**CONSIGNE 1:**
Relevez toutes les lignes des enregistrements qui contiennent la chaîne « blazer ». La casse compte.

**EXTRAIT SOURCE:**
------------
Marc-Antoine Mathieu : J’utilise le noir et blanc pour plusieurs raisons. D’une part, j’ai souvent l’habitude de citer le poète : « on ne rentre pas dans la couleur comme dans un moulin » (ndr : citation de Matisse). Je ne suis pas capable de faire de la couleur sérieusement en bande dessinée. En tableau, peut-être, mais c’est une vraie recherche, un vrai travail… J’ai trop de respect pour la couleur pour ne faire simplement que du coloriage. Eventuellement utiliser la couleur comme signe graphique à la manière de David B. ou Blain avec Le réducteur de vitesse, pourquoi pas. Et jouer avec la couleur comme le font Mattotti, Prudhomme… là c’est fort. Parce qu’à ce niveau ce n’est plus que de la couleur, c’est un climat. Rébétiko [de David Prudhomme] est superbe. Beaucoup trop de bandes dessinées actuelles gagneraient à être en noir et blanc, c’est dur à dire, mais malheureusement c’est vrai… Pour moi c’est déjà tellement dur de faire du bon noir et blanc. Une chose que je n’ai pas considéré tout de suite et dont je me suis aperçu avec le temps, c’est que le noir et blanc est vraiment l’une des vérités de la bande dessinée, car le noir et blanc est d’emblée décalé par rapport à la réalité. Si le ciel est blanc ou que si le ciel est noir, on y met ce qu’on veut. Et ça c’est intéressant… C’est une des spécificités de la bande dessinée. J’ai découvert ça assez tôt avec Hugo Pratt, dans Fables de Venise par exemple, des cieux blancs avec la lune, c’est génial. On voit la nuit. C’est nous qui inventons notre nuit. Je le reprends complètement à mon compte, j’adore pouvoir faire ça dans la bande dessinée.
------------
**CONSIGNE 2:**
Dans l'extrait sur le noir et blanc, quelle œuvre d'Hugo Pratt Marc-Antoine Mathieu cite-t-il pour ses cieux blancs avec la lune ?

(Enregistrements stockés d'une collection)
------------
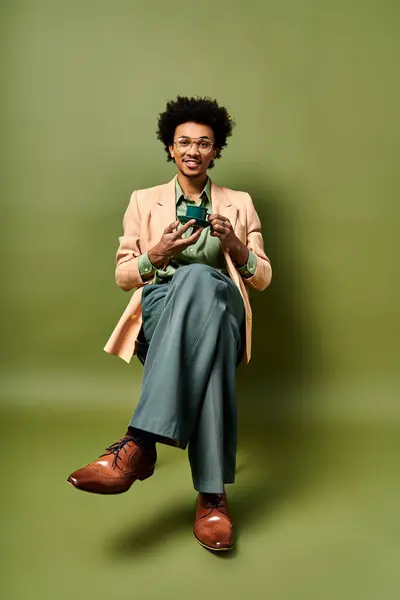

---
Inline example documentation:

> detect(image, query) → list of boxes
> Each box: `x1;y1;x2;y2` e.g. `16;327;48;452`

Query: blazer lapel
155;176;176;230
211;181;237;229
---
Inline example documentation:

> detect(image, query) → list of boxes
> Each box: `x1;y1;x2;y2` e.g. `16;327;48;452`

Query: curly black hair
157;96;235;169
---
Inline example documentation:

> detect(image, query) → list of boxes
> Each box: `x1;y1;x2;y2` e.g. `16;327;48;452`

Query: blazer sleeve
243;193;272;291
115;191;144;292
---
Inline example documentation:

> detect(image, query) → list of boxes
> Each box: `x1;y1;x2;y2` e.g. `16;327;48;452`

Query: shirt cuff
237;250;257;279
138;252;157;280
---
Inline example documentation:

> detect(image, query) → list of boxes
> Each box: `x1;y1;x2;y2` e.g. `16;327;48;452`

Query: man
68;96;271;550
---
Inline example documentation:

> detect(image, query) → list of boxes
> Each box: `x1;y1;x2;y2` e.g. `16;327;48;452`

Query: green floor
1;394;400;600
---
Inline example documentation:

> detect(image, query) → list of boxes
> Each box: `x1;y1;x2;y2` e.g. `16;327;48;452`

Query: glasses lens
199;140;212;152
176;138;212;154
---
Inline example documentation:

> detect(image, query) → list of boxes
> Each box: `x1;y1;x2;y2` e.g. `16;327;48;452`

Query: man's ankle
126;426;159;452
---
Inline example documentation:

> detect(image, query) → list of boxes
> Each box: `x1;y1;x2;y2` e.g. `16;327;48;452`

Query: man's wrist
147;246;165;269
229;240;249;266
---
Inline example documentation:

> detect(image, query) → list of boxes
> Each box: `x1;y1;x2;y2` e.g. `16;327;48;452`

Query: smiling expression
169;122;217;177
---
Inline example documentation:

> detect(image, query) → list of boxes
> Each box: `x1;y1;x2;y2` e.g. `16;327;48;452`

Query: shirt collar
175;177;211;204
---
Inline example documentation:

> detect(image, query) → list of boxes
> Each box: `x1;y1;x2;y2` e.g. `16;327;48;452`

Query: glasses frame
174;136;215;154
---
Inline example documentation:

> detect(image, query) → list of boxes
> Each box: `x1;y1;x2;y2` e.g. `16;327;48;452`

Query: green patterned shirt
139;177;257;283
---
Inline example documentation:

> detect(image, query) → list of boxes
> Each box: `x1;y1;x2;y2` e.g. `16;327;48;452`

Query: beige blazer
104;176;272;363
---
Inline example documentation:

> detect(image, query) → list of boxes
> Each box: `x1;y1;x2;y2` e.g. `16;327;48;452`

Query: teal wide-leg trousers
130;264;244;493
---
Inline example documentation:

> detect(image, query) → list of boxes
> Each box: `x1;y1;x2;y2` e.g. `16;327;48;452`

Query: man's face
169;122;217;177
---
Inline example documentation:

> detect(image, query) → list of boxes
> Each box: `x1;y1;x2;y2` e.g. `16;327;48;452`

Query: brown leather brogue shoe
194;494;233;551
67;436;157;494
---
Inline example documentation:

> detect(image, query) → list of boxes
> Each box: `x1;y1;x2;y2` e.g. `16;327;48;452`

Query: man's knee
174;263;225;288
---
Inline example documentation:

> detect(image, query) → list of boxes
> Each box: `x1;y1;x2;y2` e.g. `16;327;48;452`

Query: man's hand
208;213;249;266
147;219;203;268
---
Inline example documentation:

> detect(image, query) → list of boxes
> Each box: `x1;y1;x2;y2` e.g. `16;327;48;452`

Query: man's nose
187;142;199;156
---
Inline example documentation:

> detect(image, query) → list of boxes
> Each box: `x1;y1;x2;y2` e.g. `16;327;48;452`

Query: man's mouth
183;159;201;168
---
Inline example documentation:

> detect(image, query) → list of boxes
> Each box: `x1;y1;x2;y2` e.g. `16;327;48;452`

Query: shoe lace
203;494;223;510
102;435;134;467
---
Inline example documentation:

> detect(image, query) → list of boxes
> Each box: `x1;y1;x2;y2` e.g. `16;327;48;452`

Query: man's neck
178;173;208;198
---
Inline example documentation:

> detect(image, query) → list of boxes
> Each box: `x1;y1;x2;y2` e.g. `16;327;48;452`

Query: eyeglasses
174;136;214;154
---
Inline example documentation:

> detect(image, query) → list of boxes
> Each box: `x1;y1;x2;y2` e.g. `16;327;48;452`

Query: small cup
186;205;207;221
------------
**RÉPONSE COMPLÈTE 1:**
Query: blazer lapel
Query: blazer sleeve
Query: beige blazer

**RÉPONSE COMPLÈTE 2:**
Fables de Venise.